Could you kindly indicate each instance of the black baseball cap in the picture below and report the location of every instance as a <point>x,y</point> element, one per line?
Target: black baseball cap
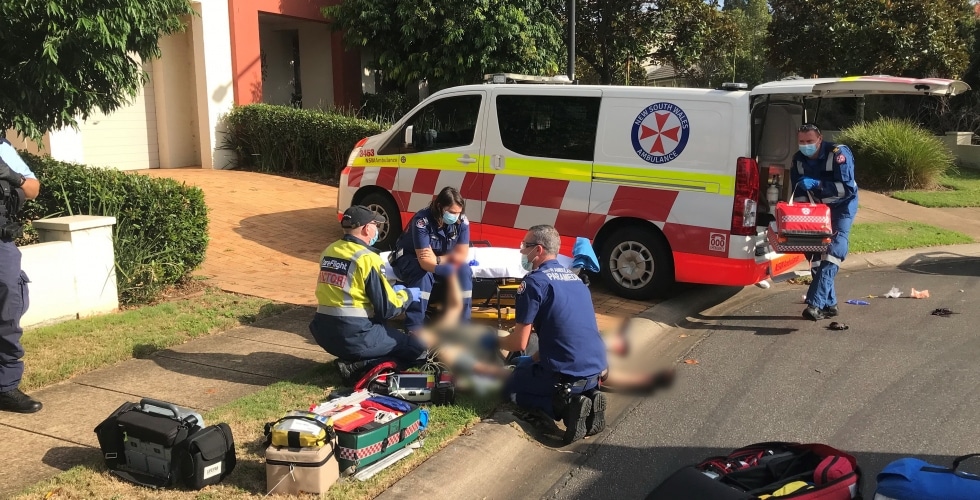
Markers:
<point>359,215</point>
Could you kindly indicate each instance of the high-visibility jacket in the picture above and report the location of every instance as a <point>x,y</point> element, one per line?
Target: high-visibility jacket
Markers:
<point>353,293</point>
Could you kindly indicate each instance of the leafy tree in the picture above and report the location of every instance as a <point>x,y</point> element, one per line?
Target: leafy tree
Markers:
<point>751,21</point>
<point>449,42</point>
<point>694,38</point>
<point>610,33</point>
<point>62,59</point>
<point>898,37</point>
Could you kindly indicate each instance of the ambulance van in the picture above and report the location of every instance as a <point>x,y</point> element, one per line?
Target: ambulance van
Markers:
<point>669,184</point>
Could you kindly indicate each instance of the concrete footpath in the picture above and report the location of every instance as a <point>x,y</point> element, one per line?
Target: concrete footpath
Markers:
<point>201,374</point>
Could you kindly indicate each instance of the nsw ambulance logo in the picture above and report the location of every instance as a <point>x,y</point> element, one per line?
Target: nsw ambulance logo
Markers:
<point>660,132</point>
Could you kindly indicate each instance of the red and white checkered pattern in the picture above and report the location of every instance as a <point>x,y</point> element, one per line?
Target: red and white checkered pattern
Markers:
<point>362,453</point>
<point>519,202</point>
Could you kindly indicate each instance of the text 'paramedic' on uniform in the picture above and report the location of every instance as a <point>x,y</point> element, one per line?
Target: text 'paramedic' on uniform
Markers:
<point>356,301</point>
<point>826,171</point>
<point>563,380</point>
<point>435,244</point>
<point>17,184</point>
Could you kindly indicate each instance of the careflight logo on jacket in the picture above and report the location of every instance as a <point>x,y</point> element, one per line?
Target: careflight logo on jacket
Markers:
<point>333,271</point>
<point>660,132</point>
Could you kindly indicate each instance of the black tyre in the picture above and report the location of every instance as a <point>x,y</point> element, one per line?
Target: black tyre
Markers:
<point>636,263</point>
<point>388,232</point>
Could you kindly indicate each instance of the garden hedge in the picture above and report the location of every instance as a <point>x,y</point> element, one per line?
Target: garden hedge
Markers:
<point>161,230</point>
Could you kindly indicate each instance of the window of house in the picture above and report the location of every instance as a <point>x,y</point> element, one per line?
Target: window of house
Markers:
<point>549,126</point>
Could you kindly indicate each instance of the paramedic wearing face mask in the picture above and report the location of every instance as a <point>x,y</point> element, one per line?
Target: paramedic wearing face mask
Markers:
<point>356,301</point>
<point>571,352</point>
<point>826,171</point>
<point>435,245</point>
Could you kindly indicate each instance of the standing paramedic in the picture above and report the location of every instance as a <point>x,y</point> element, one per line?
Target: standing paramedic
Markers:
<point>562,378</point>
<point>356,301</point>
<point>435,245</point>
<point>17,184</point>
<point>826,171</point>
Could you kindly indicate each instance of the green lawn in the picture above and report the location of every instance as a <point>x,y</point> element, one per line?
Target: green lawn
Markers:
<point>959,189</point>
<point>58,352</point>
<point>884,236</point>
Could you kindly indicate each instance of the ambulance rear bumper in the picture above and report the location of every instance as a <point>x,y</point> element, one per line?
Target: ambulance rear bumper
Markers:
<point>726,271</point>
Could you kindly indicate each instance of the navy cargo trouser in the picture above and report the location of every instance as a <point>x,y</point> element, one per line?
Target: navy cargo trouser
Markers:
<point>13,304</point>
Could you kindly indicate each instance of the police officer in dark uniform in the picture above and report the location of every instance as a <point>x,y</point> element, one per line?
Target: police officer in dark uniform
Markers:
<point>826,171</point>
<point>17,184</point>
<point>562,378</point>
<point>435,245</point>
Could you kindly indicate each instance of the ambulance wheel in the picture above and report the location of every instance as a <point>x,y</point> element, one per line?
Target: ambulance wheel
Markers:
<point>636,263</point>
<point>388,232</point>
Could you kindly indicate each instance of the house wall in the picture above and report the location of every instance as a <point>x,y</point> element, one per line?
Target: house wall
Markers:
<point>245,42</point>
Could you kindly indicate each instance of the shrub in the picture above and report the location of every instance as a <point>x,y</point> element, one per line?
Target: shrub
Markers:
<point>161,229</point>
<point>386,107</point>
<point>273,139</point>
<point>893,154</point>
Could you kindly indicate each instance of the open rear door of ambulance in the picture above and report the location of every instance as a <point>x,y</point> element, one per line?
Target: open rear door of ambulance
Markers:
<point>857,86</point>
<point>795,89</point>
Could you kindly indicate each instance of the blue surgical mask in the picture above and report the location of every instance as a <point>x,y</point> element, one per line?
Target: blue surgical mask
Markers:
<point>526,263</point>
<point>808,149</point>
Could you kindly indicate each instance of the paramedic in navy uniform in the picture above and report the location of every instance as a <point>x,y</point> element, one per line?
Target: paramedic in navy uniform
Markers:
<point>826,170</point>
<point>436,244</point>
<point>558,305</point>
<point>13,290</point>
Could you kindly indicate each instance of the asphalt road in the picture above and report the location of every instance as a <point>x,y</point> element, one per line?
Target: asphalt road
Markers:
<point>899,382</point>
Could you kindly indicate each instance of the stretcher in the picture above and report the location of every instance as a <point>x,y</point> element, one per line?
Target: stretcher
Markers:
<point>497,274</point>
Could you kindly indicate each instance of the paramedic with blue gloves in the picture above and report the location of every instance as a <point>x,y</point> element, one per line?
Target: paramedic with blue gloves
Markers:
<point>435,245</point>
<point>356,301</point>
<point>826,171</point>
<point>17,184</point>
<point>562,379</point>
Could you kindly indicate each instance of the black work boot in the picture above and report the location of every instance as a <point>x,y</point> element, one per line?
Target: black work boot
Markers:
<point>813,314</point>
<point>575,417</point>
<point>18,402</point>
<point>596,421</point>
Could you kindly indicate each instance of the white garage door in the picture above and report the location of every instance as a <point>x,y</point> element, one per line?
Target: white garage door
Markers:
<point>126,139</point>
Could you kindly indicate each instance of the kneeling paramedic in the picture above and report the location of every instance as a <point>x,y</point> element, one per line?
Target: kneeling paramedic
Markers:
<point>356,301</point>
<point>826,171</point>
<point>434,245</point>
<point>562,378</point>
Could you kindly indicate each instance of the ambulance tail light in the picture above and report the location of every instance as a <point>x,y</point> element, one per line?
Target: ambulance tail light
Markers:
<point>746,197</point>
<point>356,151</point>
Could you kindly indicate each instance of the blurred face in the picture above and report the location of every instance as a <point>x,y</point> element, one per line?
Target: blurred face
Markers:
<point>809,138</point>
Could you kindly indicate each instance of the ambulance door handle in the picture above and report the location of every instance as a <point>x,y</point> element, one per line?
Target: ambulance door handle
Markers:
<point>497,162</point>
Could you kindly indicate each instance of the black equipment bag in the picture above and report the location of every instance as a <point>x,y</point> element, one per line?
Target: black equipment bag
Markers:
<point>160,449</point>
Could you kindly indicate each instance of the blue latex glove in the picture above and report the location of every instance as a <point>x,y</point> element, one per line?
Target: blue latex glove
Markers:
<point>522,361</point>
<point>445,270</point>
<point>490,341</point>
<point>809,183</point>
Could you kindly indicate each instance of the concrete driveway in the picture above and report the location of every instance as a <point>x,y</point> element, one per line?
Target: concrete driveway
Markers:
<point>899,382</point>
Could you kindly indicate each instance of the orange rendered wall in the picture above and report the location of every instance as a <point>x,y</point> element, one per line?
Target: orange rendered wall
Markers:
<point>244,26</point>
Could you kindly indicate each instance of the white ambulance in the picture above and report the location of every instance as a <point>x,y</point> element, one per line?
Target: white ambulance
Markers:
<point>669,183</point>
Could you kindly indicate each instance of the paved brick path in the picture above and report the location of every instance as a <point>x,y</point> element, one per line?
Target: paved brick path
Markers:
<point>267,233</point>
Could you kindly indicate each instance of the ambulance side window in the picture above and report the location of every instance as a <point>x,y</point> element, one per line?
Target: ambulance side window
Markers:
<point>447,123</point>
<point>549,126</point>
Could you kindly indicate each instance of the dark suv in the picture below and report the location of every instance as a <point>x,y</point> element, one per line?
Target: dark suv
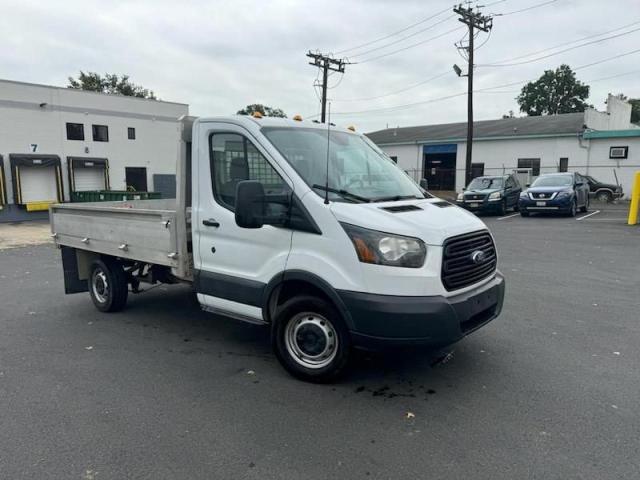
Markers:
<point>556,193</point>
<point>491,194</point>
<point>603,192</point>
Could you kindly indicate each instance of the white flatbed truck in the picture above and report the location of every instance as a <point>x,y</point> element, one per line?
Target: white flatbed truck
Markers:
<point>311,230</point>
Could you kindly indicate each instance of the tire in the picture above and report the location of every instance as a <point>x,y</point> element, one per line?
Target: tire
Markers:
<point>585,209</point>
<point>310,339</point>
<point>503,207</point>
<point>108,286</point>
<point>604,196</point>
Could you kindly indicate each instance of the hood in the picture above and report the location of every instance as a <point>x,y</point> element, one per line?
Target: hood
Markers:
<point>431,223</point>
<point>549,189</point>
<point>483,191</point>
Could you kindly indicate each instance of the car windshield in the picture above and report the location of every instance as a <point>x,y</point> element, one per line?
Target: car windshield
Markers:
<point>553,181</point>
<point>482,183</point>
<point>358,170</point>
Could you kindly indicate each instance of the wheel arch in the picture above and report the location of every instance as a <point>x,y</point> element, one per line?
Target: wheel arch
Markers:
<point>290,283</point>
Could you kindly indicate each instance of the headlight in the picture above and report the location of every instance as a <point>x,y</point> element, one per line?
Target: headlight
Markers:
<point>381,248</point>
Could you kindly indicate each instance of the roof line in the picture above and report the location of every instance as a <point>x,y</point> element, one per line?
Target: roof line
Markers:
<point>55,87</point>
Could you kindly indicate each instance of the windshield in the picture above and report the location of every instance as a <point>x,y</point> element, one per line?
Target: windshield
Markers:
<point>482,183</point>
<point>553,181</point>
<point>358,170</point>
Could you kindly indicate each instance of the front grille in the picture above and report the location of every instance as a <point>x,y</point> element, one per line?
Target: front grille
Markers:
<point>459,269</point>
<point>474,197</point>
<point>543,195</point>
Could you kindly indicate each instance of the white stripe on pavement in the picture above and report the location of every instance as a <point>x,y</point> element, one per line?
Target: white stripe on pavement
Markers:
<point>510,216</point>
<point>589,215</point>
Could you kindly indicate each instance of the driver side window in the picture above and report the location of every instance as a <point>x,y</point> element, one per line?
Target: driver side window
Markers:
<point>233,159</point>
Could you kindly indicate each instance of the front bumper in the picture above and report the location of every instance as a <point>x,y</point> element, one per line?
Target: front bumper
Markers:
<point>480,205</point>
<point>556,205</point>
<point>378,321</point>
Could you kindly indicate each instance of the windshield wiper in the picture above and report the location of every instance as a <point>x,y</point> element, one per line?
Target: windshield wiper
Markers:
<point>343,193</point>
<point>395,198</point>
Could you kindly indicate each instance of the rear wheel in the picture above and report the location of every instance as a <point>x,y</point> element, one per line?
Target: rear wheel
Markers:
<point>310,339</point>
<point>604,196</point>
<point>108,285</point>
<point>585,209</point>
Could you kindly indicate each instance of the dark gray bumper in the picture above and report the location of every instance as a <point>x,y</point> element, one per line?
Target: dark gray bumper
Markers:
<point>378,321</point>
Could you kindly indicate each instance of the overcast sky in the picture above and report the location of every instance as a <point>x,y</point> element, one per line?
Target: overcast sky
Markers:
<point>219,56</point>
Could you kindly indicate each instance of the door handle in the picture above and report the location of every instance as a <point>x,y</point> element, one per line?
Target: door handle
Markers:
<point>211,223</point>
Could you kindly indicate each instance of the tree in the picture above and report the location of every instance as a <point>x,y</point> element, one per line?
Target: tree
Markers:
<point>110,83</point>
<point>263,109</point>
<point>556,91</point>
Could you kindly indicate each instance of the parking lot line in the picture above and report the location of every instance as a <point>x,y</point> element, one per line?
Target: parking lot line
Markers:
<point>509,216</point>
<point>588,215</point>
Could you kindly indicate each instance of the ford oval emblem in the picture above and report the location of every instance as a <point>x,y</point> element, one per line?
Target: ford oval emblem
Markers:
<point>478,257</point>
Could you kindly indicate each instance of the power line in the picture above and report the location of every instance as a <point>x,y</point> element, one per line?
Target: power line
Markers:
<point>409,46</point>
<point>561,51</point>
<point>437,14</point>
<point>524,9</point>
<point>365,99</point>
<point>375,49</point>
<point>481,90</point>
<point>588,37</point>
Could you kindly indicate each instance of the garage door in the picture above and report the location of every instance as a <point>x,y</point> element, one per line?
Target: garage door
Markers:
<point>38,184</point>
<point>87,179</point>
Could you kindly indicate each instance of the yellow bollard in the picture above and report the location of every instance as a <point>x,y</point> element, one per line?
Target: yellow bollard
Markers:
<point>635,200</point>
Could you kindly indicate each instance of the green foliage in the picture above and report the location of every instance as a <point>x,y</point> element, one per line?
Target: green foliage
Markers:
<point>110,83</point>
<point>264,110</point>
<point>556,91</point>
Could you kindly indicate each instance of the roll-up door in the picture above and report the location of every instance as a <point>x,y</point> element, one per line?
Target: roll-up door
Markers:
<point>37,180</point>
<point>3,185</point>
<point>88,174</point>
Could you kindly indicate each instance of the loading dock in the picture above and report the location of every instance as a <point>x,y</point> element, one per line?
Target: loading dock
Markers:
<point>88,174</point>
<point>37,180</point>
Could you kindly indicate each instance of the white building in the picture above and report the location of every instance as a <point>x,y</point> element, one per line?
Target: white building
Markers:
<point>55,141</point>
<point>604,145</point>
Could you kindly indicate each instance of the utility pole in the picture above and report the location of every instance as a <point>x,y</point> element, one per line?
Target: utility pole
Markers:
<point>475,21</point>
<point>326,63</point>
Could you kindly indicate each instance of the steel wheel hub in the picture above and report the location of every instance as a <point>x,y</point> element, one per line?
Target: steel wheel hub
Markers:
<point>311,340</point>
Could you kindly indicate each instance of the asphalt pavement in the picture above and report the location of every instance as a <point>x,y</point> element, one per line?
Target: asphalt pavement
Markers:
<point>162,390</point>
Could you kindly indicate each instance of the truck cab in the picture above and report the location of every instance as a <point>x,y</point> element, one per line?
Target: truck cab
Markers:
<point>312,230</point>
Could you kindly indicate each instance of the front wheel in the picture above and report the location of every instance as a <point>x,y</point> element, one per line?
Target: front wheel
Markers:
<point>311,340</point>
<point>108,286</point>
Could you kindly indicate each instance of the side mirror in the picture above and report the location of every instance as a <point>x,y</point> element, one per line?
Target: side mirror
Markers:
<point>250,204</point>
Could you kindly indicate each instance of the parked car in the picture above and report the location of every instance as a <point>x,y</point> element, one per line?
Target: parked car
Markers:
<point>491,194</point>
<point>603,192</point>
<point>556,193</point>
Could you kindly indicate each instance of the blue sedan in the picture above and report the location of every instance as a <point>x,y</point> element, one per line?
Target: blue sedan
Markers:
<point>563,193</point>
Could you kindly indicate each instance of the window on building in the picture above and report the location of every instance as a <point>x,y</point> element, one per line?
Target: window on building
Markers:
<point>100,133</point>
<point>532,163</point>
<point>477,170</point>
<point>75,131</point>
<point>564,165</point>
<point>233,159</point>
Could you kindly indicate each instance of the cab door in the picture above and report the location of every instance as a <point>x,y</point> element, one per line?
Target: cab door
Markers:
<point>233,265</point>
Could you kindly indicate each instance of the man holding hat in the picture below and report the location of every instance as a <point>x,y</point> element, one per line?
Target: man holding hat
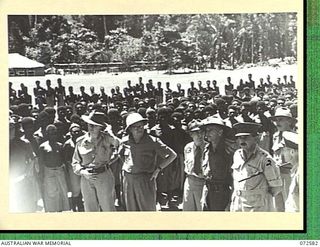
┄┄┄┄┄┄┄┄┄┄┄┄┄┄┄┄┄┄┄┄
Total lines holding "gloves" in the records: report this figure alone.

2